§ Document:

[BEGIN]

I. & M. Smith (Pty) Ltd. since 1915


I. & M. Smith (Pty) Ltd.

Coffee Market Report

12 Jul 2016
The latest Commitment of Traders report from the New York arabica coffee market has seen the shorter term in nature Managed Money fund sector of this market increase their net long position within the market by 8.77% over the week of trade leading up to Tuesday 5th. July; to register a net long position of 32,401 Lots. Meanwhile the longer term in nature Index Fund sector of this market increased their net long position within the market by 4.79%, to register a net long position of 34,627 Lots on the day.

Over the same week the Non Commercial Speculative sector of this market increased their long position within the market by 12.93%, to register net long position of 32,792 Lots. This net long position which is the equivalent of 9,296,387 bags has most likely been further increase, over the period of mixed but overall positive trade that has since followed and likewise, that of the Managed Money Fund sector within this market.

The latest Commitment of Traders report from the London robusta coffee market has seen the Speculative Non Commercial sector of this market increase their net long position within this market by 41.9% during the week of trade leading up to Tuesday 5th. July; to register a long position of 16,709 Lots. This net long position which is the equivalent of 2,784,833 bags has most likely to have been further increased, following the period of overall positive trade that has since followed.

The coffee markets continued yesterday to defy the lack of strong supportive fundamental news behind the markets as while there are some new Brazil arabica coffee crop quality fears and further fears that the last quarter of this year might bring with it La Nina phenomenon damaging weather in the form of excessive rains for Colombia and Indonesia and likewise further afield potentially damaging dry weather conditions for South East Brazil, the quality issue is questionable in volume and for the present the La Nina is a mild threat rather than fact and cannot be realistically seen to be reason to confirm any threat of tightening coffee supply for the coming year.

Thus while the charts have been developing a positive picture for the markets over the recent weeks and have supported strong speculative and fund support for the New York and London markets, one has to consider that once exhaustion sets in to halt to the present bull run for the markets that once again came with a degree of aggression yesterday, might well not only trigger a profit taking correction but bring with it aggressive catch up producer price fixation selling and stop loss speculative profit taking selling. This has the potential to be quite an aggressive correction, but not to the same extent as has been the positive correction for the markets over the past two months.

In terms of weather and following the small scare over the threat of frost to the southern arabica coffee districts in Brazil last month, the most vulnerable to frost damage full moon period comes around again next week, with the full moon due in a week’s time on Tuesday 19th. July. However for the present the long range weather forecasts do not indicate any chance for especially cold and potentially freezing weather due for the rest of this week and for next week, which should side line any chance of fears of frost damage for the coffee farms and their potential for the follow on 2017 Brazil arabica coffee crop.

The September to September contracts arbitrage between the London and New York markets broadened yesterday, to register this at 66.34 usc/Lb., while this equates to a 44.43% price discount for the London robusta coffee market. This arbitrage remaining relatively attractive to roasters in comparison to arabica coffee prices, continues to inspire support for the robusta coffee sector of the industry.

The Certified washed Arabica coffee stocks held against the New York exchange were seen to increase by 540 bags yesterday; to register these stocks at 1,297,892 bags. There was meanwhile a similar in number 465 bags decrease to the number of bags pending grading for this exchange; to register these pending grading stocks at 9,040 bags.

[END]

§ Data excerpts:
[BEGIN]

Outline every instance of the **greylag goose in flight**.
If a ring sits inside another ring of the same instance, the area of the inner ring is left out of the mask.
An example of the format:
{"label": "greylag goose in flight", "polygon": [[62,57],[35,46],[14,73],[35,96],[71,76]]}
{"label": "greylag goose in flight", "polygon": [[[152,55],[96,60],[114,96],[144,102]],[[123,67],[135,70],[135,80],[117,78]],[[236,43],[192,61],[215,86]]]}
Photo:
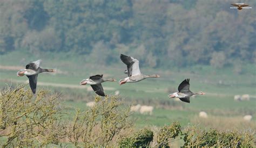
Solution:
{"label": "greylag goose in flight", "polygon": [[81,85],[90,84],[95,93],[101,96],[105,96],[102,83],[106,81],[116,81],[117,80],[112,78],[105,79],[103,76],[103,74],[91,76],[89,79],[83,80],[80,84]]}
{"label": "greylag goose in flight", "polygon": [[243,7],[247,6],[249,5],[245,5],[245,4],[231,4],[231,5],[235,6],[237,6],[237,9],[238,10],[241,10],[242,9]]}
{"label": "greylag goose in flight", "polygon": [[190,97],[194,95],[205,95],[205,93],[200,91],[193,93],[190,90],[190,79],[185,79],[179,84],[178,90],[179,92],[174,93],[169,95],[169,97],[178,97],[183,102],[190,103]]}
{"label": "greylag goose in flight", "polygon": [[119,83],[120,85],[126,82],[132,83],[139,82],[148,77],[160,77],[160,76],[157,74],[148,75],[142,74],[139,70],[139,61],[132,57],[121,54],[120,59],[126,65],[127,71],[125,71],[124,73],[128,74],[128,77],[119,80]]}
{"label": "greylag goose in flight", "polygon": [[21,69],[17,73],[17,76],[23,76],[24,75],[28,76],[29,80],[29,85],[33,94],[36,94],[38,74],[43,72],[55,72],[52,69],[41,68],[39,67],[41,63],[41,60],[30,63],[26,66],[26,69]]}

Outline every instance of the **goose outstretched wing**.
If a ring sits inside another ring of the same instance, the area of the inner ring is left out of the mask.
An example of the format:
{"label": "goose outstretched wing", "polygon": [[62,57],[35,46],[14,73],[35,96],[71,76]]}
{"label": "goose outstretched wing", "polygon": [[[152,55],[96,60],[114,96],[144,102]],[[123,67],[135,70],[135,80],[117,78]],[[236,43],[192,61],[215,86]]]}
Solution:
{"label": "goose outstretched wing", "polygon": [[127,72],[129,76],[141,74],[139,70],[139,61],[137,59],[123,54],[120,55],[120,59],[127,66]]}

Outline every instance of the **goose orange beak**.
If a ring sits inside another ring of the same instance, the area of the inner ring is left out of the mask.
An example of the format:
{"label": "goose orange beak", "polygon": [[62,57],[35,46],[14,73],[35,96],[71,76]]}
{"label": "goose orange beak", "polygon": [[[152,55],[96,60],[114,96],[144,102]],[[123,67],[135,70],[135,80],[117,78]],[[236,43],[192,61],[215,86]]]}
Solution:
{"label": "goose orange beak", "polygon": [[23,76],[24,75],[25,71],[18,71],[17,73],[17,76]]}
{"label": "goose orange beak", "polygon": [[80,82],[80,85],[86,85],[87,83],[87,81],[83,80]]}
{"label": "goose orange beak", "polygon": [[168,96],[169,97],[175,97],[175,95],[173,94],[170,94]]}

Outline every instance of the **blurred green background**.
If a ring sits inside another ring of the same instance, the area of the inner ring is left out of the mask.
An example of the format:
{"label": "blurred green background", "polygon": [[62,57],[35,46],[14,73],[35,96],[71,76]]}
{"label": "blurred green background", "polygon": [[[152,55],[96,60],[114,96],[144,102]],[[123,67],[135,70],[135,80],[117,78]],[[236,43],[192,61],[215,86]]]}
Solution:
{"label": "blurred green background", "polygon": [[[42,59],[41,67],[57,72],[40,74],[37,89],[60,93],[64,104],[85,109],[95,94],[79,82],[98,74],[126,77],[123,53],[139,60],[144,74],[160,75],[103,84],[106,94],[118,90],[128,104],[154,107],[152,116],[132,115],[136,126],[178,120],[255,129],[256,2],[238,1],[252,8],[230,9],[234,2],[220,0],[1,1],[0,87],[25,82],[17,71]],[[169,98],[186,78],[192,91],[206,95],[191,103]],[[234,101],[242,94],[250,100]],[[208,122],[198,118],[201,111]],[[246,115],[252,122],[243,121]]]}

[END]

§ Exercise:
Condense the paragraph of the coffee market report that begins "In terms of weather" into a short bulleted list that keeps its main facts.

§ Task output:
- Last month brought a small frost scare for Brazil's southern arabica coffee districts.
- The full moon period, when farms are most vulnerable to frost damage, returns next week, with the full moon due on Tuesday 19th. July.
- Long range forecasts show no chance of especially cold or freezing weather for the rest of this week or next week.
- This should sideline fears of frost damage to the coffee farms and to the 2017 Brazil arabica coffee crop.